Saved entries:
○ ○ ○ ○ ○

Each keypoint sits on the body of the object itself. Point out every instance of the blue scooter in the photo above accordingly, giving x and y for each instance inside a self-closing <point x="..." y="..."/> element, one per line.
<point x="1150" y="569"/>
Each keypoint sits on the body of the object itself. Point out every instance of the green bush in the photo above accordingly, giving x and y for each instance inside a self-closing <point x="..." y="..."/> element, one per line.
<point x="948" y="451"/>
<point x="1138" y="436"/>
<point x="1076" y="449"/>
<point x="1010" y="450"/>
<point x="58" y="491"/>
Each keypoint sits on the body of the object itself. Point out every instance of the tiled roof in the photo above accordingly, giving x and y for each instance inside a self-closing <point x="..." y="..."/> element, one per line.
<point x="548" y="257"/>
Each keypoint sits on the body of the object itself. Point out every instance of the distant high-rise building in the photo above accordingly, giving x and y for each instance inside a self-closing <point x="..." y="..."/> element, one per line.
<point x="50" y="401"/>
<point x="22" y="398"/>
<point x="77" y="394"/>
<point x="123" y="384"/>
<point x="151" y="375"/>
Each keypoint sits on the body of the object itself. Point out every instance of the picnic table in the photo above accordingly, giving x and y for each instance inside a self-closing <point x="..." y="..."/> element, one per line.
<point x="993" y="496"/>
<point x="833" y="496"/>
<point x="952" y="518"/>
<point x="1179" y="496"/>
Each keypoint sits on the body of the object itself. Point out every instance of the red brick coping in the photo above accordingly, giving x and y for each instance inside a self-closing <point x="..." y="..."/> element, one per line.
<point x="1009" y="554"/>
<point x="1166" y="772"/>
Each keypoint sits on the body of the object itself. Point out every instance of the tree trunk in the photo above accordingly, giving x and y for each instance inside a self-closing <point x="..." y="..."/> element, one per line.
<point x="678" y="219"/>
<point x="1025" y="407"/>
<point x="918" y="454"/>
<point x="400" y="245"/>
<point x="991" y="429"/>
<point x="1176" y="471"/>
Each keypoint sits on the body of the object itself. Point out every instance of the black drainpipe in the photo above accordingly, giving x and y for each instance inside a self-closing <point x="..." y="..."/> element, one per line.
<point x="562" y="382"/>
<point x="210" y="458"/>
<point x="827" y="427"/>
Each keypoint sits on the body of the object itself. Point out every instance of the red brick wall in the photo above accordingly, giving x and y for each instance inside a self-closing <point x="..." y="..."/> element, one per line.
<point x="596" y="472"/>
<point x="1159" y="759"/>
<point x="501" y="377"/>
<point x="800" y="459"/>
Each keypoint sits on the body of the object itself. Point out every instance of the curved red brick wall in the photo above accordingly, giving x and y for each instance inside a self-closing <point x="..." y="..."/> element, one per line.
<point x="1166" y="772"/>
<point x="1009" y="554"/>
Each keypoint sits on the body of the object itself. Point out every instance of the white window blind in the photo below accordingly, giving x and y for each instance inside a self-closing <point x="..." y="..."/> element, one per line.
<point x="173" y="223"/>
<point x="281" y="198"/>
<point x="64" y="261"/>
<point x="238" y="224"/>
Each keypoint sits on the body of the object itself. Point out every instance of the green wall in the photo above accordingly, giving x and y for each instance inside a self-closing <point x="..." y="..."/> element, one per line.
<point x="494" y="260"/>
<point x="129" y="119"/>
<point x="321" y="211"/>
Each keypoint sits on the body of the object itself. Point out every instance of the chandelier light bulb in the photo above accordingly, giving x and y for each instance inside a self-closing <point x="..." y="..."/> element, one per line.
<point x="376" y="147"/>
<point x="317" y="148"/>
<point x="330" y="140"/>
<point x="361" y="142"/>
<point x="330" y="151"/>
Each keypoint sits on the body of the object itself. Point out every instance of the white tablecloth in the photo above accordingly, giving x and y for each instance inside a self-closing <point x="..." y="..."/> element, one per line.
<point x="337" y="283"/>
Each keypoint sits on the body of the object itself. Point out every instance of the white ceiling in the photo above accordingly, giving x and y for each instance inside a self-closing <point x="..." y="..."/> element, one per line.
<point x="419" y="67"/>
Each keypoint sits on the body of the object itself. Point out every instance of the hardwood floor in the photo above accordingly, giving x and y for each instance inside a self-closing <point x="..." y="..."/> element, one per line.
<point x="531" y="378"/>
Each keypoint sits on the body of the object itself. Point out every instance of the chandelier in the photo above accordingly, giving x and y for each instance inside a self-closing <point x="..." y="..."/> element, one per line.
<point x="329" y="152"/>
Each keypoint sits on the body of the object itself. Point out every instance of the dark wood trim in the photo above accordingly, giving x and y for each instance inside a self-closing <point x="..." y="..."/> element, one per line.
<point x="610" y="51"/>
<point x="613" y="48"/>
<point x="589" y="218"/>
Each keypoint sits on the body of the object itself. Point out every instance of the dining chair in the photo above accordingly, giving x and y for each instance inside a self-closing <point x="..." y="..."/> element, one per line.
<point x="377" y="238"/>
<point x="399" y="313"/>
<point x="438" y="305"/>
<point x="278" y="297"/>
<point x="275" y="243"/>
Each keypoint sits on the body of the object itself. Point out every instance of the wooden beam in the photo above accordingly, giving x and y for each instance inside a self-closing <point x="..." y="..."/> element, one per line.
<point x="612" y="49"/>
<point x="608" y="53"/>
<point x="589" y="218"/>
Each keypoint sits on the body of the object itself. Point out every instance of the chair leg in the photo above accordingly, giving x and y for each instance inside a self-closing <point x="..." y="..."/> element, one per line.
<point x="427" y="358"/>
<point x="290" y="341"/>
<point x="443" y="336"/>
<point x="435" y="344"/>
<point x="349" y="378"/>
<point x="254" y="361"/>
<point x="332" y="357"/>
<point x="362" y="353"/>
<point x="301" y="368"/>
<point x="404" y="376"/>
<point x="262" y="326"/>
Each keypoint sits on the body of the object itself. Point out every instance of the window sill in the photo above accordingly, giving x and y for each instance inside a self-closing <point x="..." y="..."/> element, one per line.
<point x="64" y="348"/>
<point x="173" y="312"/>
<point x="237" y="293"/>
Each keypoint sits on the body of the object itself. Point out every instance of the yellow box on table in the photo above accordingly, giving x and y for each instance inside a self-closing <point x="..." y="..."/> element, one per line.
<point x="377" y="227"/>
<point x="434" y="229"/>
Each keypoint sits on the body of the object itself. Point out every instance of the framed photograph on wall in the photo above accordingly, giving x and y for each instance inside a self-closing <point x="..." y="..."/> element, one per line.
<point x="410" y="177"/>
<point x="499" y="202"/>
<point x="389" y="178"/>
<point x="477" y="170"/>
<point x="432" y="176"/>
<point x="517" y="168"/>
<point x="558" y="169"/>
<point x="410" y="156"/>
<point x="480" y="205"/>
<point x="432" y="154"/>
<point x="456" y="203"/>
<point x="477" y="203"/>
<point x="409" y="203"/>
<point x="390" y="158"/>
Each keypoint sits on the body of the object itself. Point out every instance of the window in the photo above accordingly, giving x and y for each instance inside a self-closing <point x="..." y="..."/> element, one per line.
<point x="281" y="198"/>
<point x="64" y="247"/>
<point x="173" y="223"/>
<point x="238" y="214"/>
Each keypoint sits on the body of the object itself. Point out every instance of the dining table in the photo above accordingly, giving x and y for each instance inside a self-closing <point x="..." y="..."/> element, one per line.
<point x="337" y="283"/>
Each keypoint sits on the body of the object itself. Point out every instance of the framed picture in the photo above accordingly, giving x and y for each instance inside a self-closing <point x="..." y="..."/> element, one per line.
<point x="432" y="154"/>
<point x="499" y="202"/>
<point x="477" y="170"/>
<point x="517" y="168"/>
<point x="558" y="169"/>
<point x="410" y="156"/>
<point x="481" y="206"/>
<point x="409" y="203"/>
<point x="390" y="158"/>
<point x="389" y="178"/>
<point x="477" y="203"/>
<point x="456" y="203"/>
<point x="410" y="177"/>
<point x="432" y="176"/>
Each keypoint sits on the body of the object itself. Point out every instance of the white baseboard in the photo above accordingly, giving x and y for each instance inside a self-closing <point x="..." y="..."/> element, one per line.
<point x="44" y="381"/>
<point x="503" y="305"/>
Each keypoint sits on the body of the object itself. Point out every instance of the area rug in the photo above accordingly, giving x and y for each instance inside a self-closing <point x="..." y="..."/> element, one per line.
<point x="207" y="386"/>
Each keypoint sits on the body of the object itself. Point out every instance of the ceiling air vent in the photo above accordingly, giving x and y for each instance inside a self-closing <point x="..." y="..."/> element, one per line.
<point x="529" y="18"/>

○ ○ ○ ○ ○

WRITTEN REQUEST: Copy out exactly the lines running from the line with "of the area" to the end of the records, inclusive.

WORKED SOLUTION:
Each keypoint sits on the body of the object itself. Point out every instance of the area rug in the photo above accordingly, giving x and y for each instance inside a self-closing <point x="..." y="..."/> element, one per line.
<point x="207" y="386"/>
Each keypoint sits on the body of the object itself. Point out every instance of the ceiling air vent in the photo above accordingly, giving x and y for each instance inside a self-closing <point x="..." y="..."/> element, one per line.
<point x="529" y="18"/>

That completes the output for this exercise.